ZADANIE 1: Oceń, czy stwierdzenia (a), (b) i (c) są zgodne z tekstem zadania: (a) brak wolności woli przeczy istnieniu woli jako takiej; (b) dziś nauka sprawdza, czy doświadczenie zgadza się z teorią; (c) w tekście pada deklaracja bycia teistą. Przy każdym podaj „tak” lub „nie” oraz rozstrzygające słowa tekstu w dosłownym cytacie.
ZADANIE 2: Wypisz z tekstu zadania dosłownie odcinek od słów "Drogi Filemonie - realne" aż po słowa "nie należy zgłębiać.".

--- TEKST ZADANIA ---

Co do integralności - dla mnie nie ma różnicy, czy ta wolność istnieje, czy nie. Nie ma różnicy, czy istnieje "ja", czy też jest to tylko złudzeniem. W codzienności nie posługujemy się takimi dywagacjami, gdyż rzeczywistość po prostu się dzieje. Ludzie uważają, że jestem ambitny, prę do przodu, staram się, działam. Dla niektórych gryzie się to z determinizmem, ale dla mnie to tylko ekspresja zdarzeń taka, jaka być powinna. Brak wolności woli nie przeczy istnieniu woli jako takiej.

Drogi Filemonie - realne doświadczenie było uprzednie w stosunku do wniosków tak do początku XX wieku. Dziś nauka sprawdza, czy doświadczenie zgadza się z teorią. Trochę mam wrażenie, że się obrażasz na metodykę za sam fakt tworzenia konstrukcji być może teraz, albo nawet w ogóle nieweryfikowalnych. Mnie nie musi zadowalać postawa: to jest ok, bo to zawsze tak działało i się sprawdzało. Przykład co do budowy dałeś obrazowy, ale jak dla mnie nie jest on ilustracją tej bajki. Nie buduję świata w swoim ogródku :P Dla mnie to idąc właśnie za postawą "jeden Bóg i Aniołowie to wiedzą", nie wyszlibyśmy poza oddawanie czci wielkiej kuli wodoru, z którego powstają cięższe pierwiastki. I jakkolwiek sam nie jestem teistą, to brak wnioskowania i oddanie wiedzy Bogu jest dla mnie pogańską zgodą (ha ha, znów ten wybór - pojęć nie da się uniknąć) na świętość świata, którego nie należy zgłębiać.

--- DANE WEJŚCIOWE ---

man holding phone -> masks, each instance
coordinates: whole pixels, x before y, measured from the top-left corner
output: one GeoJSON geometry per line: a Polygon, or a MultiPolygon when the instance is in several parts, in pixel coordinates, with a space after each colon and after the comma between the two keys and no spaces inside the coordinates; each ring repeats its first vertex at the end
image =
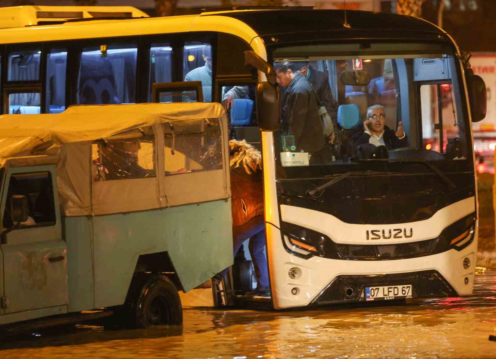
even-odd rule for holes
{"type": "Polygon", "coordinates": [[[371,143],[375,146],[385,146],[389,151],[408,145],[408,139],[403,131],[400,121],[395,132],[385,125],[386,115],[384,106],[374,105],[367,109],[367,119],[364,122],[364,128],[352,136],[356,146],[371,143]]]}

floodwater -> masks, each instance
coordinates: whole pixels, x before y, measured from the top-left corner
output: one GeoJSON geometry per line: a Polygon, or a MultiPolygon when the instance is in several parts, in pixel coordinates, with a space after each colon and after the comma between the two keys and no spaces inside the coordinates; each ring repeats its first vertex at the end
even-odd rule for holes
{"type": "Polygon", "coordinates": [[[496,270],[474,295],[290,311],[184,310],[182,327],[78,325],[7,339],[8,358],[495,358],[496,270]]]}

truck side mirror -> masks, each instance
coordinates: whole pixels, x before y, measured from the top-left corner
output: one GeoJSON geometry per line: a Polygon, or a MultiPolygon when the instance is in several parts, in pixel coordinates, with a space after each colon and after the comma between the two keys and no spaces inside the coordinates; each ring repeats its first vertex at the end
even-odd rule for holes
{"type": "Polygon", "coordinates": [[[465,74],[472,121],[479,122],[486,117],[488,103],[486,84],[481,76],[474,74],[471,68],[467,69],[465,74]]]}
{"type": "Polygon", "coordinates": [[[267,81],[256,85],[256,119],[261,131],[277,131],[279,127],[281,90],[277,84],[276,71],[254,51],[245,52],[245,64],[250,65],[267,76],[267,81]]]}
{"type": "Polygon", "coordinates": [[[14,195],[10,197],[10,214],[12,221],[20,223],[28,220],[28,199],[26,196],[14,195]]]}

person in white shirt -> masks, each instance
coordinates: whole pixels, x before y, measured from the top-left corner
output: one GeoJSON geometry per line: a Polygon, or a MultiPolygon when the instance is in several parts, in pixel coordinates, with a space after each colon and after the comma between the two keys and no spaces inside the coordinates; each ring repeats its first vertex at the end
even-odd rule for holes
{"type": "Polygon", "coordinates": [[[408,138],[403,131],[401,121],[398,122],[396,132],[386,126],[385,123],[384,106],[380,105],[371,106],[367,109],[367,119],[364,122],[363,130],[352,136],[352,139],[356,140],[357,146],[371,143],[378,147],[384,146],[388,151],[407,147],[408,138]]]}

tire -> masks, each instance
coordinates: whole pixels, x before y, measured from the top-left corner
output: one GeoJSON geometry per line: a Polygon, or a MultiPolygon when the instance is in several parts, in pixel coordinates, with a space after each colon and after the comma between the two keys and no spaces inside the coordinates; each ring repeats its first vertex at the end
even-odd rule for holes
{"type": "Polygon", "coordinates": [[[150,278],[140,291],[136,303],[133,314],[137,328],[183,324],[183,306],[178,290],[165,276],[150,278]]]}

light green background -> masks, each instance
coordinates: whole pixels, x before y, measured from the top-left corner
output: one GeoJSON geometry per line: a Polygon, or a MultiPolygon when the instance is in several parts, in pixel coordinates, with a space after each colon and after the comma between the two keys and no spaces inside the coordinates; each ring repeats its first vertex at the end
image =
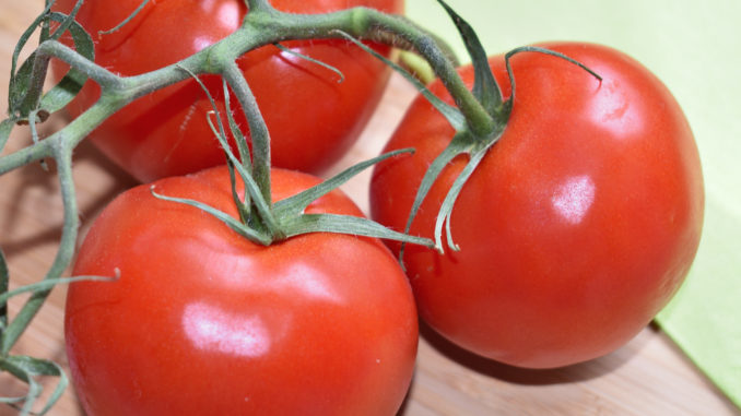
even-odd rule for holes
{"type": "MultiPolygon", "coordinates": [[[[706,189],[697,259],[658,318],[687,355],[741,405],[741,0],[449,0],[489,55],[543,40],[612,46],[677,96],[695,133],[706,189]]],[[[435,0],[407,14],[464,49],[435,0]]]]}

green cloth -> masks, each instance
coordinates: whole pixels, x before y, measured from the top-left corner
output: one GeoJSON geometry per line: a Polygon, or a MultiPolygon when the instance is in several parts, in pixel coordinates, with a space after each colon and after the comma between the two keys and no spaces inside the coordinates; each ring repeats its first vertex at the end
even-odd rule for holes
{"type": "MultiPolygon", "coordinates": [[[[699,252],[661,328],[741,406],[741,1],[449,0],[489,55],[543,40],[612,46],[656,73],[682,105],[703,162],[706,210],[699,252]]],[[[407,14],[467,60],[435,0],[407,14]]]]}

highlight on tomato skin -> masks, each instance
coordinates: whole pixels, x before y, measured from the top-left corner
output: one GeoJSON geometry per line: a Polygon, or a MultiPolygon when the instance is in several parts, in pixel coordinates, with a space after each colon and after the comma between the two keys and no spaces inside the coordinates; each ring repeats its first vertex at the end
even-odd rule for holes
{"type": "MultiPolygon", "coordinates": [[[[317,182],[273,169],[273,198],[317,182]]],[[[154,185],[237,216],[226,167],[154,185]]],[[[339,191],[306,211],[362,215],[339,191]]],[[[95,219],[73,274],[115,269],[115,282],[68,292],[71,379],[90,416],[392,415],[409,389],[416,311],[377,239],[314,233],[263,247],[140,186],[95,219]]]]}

---

TWOJE ROZWIĄZANIE 1:
(a) nie: „Brak wolności woli nie przeczy istnieniu woli jako takiej.”
(b) tak: „Dziś nauka sprawdza, czy doświadczenie zgadza się z teorią.”
(c) nie: „sam nie jestem teistą”

TWOJE ROZWIĄZANIE 2:
Drogi Filemonie - realne doświadczenie było uprzednie w stosunku do wniosków tak do początku XX wieku. Dziś nauka sprawdza, czy doświadczenie zgadza się z teorią. Trochę mam wrażenie, że się obrażasz na metodykę za sam fakt tworzenia konstrukcji być może teraz, albo nawet w ogóle nieweryfikowalnych. Mnie nie musi zadowalać postawa: to jest ok, bo to zawsze tak działało i się sprawdzało. Przykład co do budowy dałeś obrazowy, ale jak dla mnie nie jest on ilustracją tej bajki. Nie buduję świata w swoim ogródku :P Dla mnie to idąc właśnie za postawą "jeden Bóg i Aniołowie to wiedzą", nie wyszlibyśmy poza oddawanie czci wielkiej kuli wodoru, z którego powstają cięższe pierwiastki. I jakkolwiek sam nie jestem teistą, to brak wnioskowania i oddanie wiedzy Bogu jest dla mnie pogańską zgodą (ha ha, znów ten wybór - pojęć nie da się uniknąć) na świętość świata, którego nie należy zgłębiać.